Task brief » Nothing in the records may be altered. Repeat them in full.

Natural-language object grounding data
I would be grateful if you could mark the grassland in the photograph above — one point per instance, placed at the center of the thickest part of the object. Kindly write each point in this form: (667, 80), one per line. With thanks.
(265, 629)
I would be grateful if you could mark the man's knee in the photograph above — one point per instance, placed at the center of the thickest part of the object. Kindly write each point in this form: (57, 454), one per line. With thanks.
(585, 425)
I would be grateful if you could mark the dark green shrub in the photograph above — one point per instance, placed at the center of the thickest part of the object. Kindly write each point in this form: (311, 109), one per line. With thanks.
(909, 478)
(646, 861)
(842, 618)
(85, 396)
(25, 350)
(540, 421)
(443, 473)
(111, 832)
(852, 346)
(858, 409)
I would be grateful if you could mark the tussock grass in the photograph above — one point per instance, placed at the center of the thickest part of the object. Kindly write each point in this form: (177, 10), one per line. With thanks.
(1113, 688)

Solution to the exercise »
I would be grateful if you could mark the grassland in the photograph above — one point per instance, placed at the center of the thickest part of the object. Kindly write each point in this form: (667, 80), one per line. With thanks.
(265, 629)
I would be grateful if you could mark the man's knee in the photograph above — one point per instance, placed at the center of the thickest part of the object. Kindly write each point in this form: (57, 454), one per line. With thanks.
(585, 425)
I would be grateful if you could mark the dark green shrub in the photograph above — one point per instance, placed at the center of the thickest part of the object. Kindly write each point in this form: (311, 109), one per line. With thanks.
(909, 478)
(646, 861)
(842, 618)
(85, 396)
(25, 350)
(540, 421)
(443, 473)
(111, 832)
(852, 346)
(858, 409)
I would be grateful if you could mark the tussock grass in the photograph above — one point per instance, placed at the center of the thickest part of the object. Kindly write each point in this form: (177, 10), one per line. With thanks.
(1113, 688)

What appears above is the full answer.